* Tasks and exercises
• 1. Set down everything in the passage on Germany and Switzerland from "Germans speak quickly" down to "with their colleagues.".
• 2. According to the text comparing Germany and Switzerland, why is there less job competition in Switzerland than in Germany?

Segment Start: Passage provided

There are striking differences between Germany and Switzerland and the two countries do not always agree. One point of friction concerns the length of the border between the two countries. According to the Swiss the border is 363 kilometres, while the Germans believe it is 316 kilometres. The reason for the different figures comes from the course of the border on the Obersee Lake – which is part of Lake Constance.
This disagreement does not affect the good relationship between the two countries though. However, there are some differences that are quite noticeable in everyday life.
Germans speak quickly and are more direct
Unlike in Germany, people in Switzerland speak not only German, but also Italian, French or Romansh, depending on the region. The Swiss take time when speaking and if the person they are talking to is just babbling away, it annoys them slightly. However, it is considered extremely impolite to interrupt someone, so Germans have to be patient when they are conversing.
This difference is also apparent in business correspondence, because the Swiss take their time addressing each other and politely make requests, rather than demands, whereas Germans usually get straight to the point with their colleagues.
Titles, small talk and job interviews
In Switzerland, official titles are less important than they are in Germany. If a German introduces themselves directly with their title, they will likely earn a pitying smile, because the Swiss don’t attach much importance to official status. It is much more important to the Swiss that their counterpart can apply their knowledge to the job required. The Swiss also take a few minutes at the beginning of a meeting to get to know someone. In Germany meetings tend to be shorter and there is less small talk.
There is less job competition in Switzerland than in Germany, because there are fewer applicants for each vacancy and official titles are not worth mentioning anyway. A job interview in Switzerland is more of a conversation on a professional level, whereas as an applicant in Germany you need to list all your personal skills and strengths.
Small, subtle differences in business
Business dealings between the Swiss and the Germans are of course not uncommon. But many attempts to secure business deals with their neighbours fail. This is partly due to the fact that the Swiss are not very interested in business plans, whereas in Germany you absolutely have to provide one.
In Switzerland, being down-to-earth is an important factor in establishing business relationships. You have to be authentic and you should not exaggerate if you want to open doors in Switzerland. In Germany, on the other hand, people focus on plans and visions for the future.
Decilitres, envelopes, and washing days – the differences in everyday life
In Germany, millilitres are used as a unit of measurement for cooking recipes, whereas in Switzerland, people work with decilitres and this sometimes leads to minor problems with conversion of measurement, especially with solid ingredients.

Segment End: Passage provided
Segment Start: Excerpted records

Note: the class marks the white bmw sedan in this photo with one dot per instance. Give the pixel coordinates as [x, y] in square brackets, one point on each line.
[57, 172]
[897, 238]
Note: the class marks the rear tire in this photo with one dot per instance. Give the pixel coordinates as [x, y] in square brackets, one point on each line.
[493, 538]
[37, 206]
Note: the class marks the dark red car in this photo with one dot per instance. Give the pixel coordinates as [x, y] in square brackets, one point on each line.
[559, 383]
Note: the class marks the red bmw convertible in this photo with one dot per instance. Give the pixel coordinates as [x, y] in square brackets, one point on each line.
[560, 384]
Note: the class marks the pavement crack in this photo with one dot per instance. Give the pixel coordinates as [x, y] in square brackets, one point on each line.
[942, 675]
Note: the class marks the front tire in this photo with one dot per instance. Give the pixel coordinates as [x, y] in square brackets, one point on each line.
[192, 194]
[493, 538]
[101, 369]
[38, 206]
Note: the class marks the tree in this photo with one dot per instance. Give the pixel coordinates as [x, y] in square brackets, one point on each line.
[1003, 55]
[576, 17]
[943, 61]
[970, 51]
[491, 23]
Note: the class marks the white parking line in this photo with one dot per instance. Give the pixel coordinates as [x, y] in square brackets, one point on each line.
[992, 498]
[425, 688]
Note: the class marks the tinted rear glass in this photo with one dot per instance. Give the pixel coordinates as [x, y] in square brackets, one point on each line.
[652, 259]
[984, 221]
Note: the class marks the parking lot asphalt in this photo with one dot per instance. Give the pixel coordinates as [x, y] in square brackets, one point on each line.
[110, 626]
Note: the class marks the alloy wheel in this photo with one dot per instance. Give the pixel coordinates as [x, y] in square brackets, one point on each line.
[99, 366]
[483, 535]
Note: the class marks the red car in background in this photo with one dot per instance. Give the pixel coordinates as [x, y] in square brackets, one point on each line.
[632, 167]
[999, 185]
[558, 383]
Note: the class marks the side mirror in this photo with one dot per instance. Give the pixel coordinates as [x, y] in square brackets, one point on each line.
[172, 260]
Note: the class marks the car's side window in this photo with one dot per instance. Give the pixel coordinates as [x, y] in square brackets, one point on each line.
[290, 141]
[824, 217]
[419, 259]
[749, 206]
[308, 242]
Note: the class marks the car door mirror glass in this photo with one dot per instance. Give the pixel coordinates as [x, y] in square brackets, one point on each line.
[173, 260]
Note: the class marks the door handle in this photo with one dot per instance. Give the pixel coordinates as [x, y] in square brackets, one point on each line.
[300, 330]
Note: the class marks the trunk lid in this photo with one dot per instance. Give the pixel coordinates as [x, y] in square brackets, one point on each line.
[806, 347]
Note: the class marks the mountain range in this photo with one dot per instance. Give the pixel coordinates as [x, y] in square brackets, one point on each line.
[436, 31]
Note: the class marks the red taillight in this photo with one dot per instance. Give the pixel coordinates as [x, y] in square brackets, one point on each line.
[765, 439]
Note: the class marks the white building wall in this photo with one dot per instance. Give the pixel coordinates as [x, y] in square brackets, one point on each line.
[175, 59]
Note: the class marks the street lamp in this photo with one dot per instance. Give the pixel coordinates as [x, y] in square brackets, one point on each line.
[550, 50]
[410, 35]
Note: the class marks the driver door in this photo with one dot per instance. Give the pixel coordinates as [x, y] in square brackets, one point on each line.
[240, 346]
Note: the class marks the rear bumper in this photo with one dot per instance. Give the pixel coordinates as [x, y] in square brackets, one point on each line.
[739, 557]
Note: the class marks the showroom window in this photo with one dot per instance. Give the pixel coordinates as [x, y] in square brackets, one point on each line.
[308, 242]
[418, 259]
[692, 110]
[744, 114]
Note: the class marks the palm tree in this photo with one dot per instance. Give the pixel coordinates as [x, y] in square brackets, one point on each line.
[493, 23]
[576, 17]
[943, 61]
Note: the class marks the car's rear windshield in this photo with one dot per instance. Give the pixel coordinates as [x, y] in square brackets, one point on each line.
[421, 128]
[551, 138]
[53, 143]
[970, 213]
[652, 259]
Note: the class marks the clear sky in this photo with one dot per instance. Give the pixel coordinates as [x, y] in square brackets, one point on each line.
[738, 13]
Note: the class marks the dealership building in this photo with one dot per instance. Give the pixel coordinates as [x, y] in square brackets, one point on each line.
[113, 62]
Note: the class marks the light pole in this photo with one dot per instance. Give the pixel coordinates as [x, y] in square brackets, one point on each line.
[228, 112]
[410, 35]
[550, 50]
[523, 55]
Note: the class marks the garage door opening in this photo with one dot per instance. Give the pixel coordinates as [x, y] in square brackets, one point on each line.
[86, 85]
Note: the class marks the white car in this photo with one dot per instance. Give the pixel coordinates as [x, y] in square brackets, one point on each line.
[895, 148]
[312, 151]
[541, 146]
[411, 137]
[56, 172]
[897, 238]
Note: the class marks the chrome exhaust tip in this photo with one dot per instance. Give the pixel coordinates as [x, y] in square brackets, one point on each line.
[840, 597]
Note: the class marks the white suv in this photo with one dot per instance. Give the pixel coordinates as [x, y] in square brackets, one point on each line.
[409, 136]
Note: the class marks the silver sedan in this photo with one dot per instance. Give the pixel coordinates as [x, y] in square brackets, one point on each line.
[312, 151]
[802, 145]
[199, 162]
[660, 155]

Segment End: Excerpted records

* Solutions
• 1.
Germans speak quickly and are more direct
Unlike in Germany, people in Switzerland speak not only German, but also Italian, French or Romansh, depending on the region. The Swiss take time when speaking and if the person they are talking to is just babbling away, it annoys them slightly. However, it is considered extremely impolite to interrupt someone, so Germans have to be patient when they are conversing.
This difference is also apparent in business correspondence, because the Swiss take their time addressing each other and politely make requests, rather than demands, whereas Germans usually get straight to the point with their colleagues.

• 2. There is less job competition in Switzerland because each vacancy has fewer applicants. Official titles are also not worth mentioning there.